-------- WYBRANY FRAGMENT
Minęły trzy miesiące od zamieszczenia 3 części opowieści o majętności ziemskiej Sukowy i czas, by to właśnie dzisiaj umieścić kolejny opis, tym razem o folwarku. A tak w ogóle, to zapuściłem, że tak powiem bloga i to z wielu przyczyn. Jedną z nich były wakacyjne wędrówki po Polsce i to w dosłownym tego słowa znaczeniu - od morza po góry. Nade wszystko jednak kontynuowanie pracy nad wznowieniem opowieści o Lasach Miradzkich. Multum nowego materiału, który tak po prawdzie zbierałem od 12 lat, wiele nowych odkryć i pełna lista nadleśniczych z okresu pruskiej niewoli. Cieszy mnie to, że pomimo braku bieżących wpisów wielu powraca tutaj i czyta dzieje naszej małej ojczyzny - wczoraj bloga odwiedziło 421 czytelników i ta tendencja utrzymuje się od kilku dni, dziękuję!
----------------
-------- MATERIAŁ
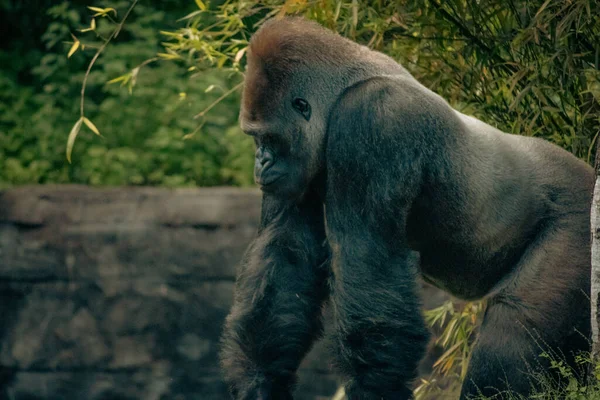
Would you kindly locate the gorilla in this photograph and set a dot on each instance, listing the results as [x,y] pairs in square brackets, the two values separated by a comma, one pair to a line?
[370,180]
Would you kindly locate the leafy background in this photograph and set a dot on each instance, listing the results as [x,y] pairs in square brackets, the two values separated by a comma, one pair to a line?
[143,133]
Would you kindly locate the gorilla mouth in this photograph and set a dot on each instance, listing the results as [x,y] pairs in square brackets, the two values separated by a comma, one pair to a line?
[269,181]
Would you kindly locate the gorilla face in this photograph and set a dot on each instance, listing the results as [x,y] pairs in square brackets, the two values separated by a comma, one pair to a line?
[285,118]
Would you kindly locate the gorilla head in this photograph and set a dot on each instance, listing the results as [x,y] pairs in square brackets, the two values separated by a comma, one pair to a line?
[288,93]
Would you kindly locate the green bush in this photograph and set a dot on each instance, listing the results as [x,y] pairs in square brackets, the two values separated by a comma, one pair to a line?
[143,133]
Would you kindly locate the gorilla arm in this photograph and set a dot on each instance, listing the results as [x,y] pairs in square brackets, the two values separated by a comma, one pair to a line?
[281,285]
[376,148]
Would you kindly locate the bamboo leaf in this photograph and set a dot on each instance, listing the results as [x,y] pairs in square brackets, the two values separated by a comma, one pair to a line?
[201,5]
[73,48]
[90,125]
[71,140]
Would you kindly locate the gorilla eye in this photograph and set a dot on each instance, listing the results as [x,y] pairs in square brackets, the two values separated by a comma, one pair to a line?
[302,107]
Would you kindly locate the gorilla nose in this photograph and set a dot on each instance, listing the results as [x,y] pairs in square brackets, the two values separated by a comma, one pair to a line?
[264,158]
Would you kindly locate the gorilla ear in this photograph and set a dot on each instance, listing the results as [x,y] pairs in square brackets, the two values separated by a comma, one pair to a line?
[302,107]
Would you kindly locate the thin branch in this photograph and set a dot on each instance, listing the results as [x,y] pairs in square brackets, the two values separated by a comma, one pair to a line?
[100,50]
[217,101]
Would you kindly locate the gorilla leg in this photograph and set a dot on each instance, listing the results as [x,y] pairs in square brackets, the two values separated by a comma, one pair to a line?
[542,309]
[276,315]
[379,333]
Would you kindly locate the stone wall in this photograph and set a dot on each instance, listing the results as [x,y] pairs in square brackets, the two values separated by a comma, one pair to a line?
[120,293]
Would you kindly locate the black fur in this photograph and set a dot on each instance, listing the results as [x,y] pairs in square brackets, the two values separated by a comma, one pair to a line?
[409,186]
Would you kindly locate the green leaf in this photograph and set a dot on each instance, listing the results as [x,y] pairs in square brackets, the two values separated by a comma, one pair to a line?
[71,140]
[90,125]
[201,5]
[73,48]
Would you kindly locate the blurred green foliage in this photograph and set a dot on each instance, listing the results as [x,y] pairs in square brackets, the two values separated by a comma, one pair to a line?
[143,133]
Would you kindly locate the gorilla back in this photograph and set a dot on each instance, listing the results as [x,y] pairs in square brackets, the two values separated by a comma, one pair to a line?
[410,187]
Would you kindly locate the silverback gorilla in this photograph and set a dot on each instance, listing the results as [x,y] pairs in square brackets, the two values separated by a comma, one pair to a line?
[369,180]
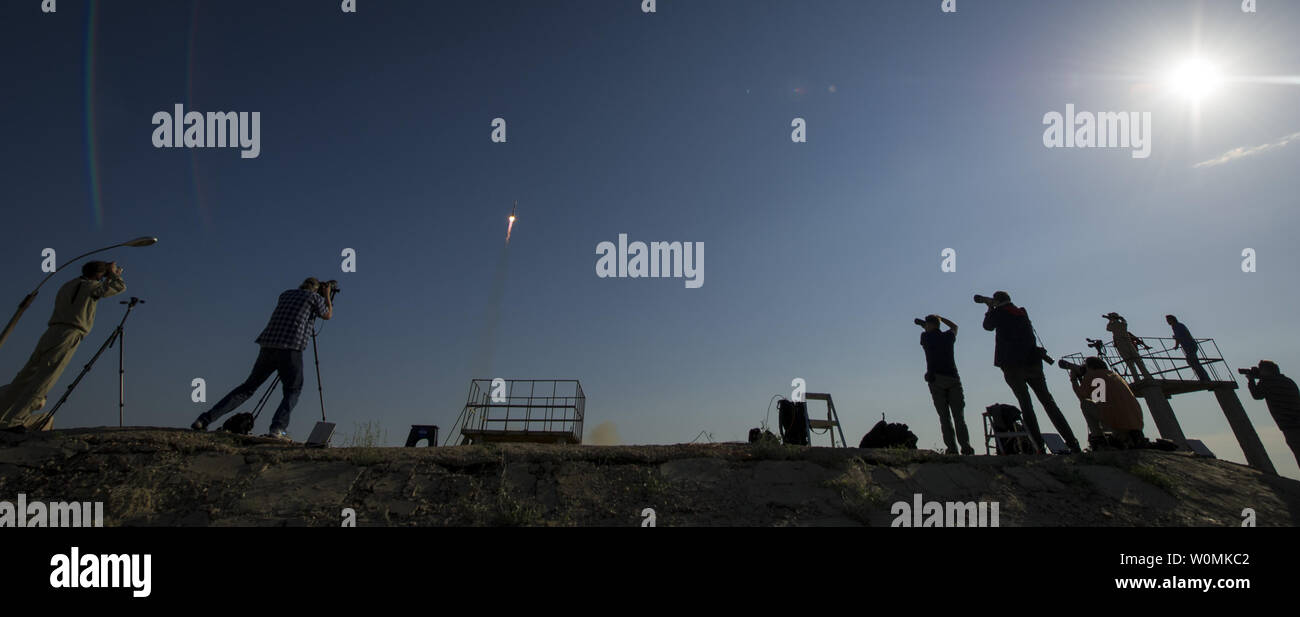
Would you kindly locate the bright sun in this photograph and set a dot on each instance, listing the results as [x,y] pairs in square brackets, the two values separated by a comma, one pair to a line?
[1195,79]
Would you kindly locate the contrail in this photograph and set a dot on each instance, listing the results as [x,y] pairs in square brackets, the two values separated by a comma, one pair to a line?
[1247,151]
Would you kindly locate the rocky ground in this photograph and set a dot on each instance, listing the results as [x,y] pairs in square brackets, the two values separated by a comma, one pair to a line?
[167,477]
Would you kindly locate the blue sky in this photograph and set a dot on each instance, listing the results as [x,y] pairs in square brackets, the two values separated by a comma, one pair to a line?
[667,126]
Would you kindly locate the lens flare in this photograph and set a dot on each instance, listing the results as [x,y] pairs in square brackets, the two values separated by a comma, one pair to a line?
[1195,79]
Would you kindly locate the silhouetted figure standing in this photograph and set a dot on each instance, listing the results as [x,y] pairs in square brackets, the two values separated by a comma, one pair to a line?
[1282,398]
[945,386]
[72,320]
[1090,411]
[1183,339]
[1125,346]
[1017,353]
[282,343]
----------------
• **ZADANE POLECENIE**
Ilu czytelników według wybranego fragmentu odwiedziło bloga wczoraj?

• **GOTOWA ODPOWIEDŹ**
Wczoraj bloga odwiedziło 421 czytelników.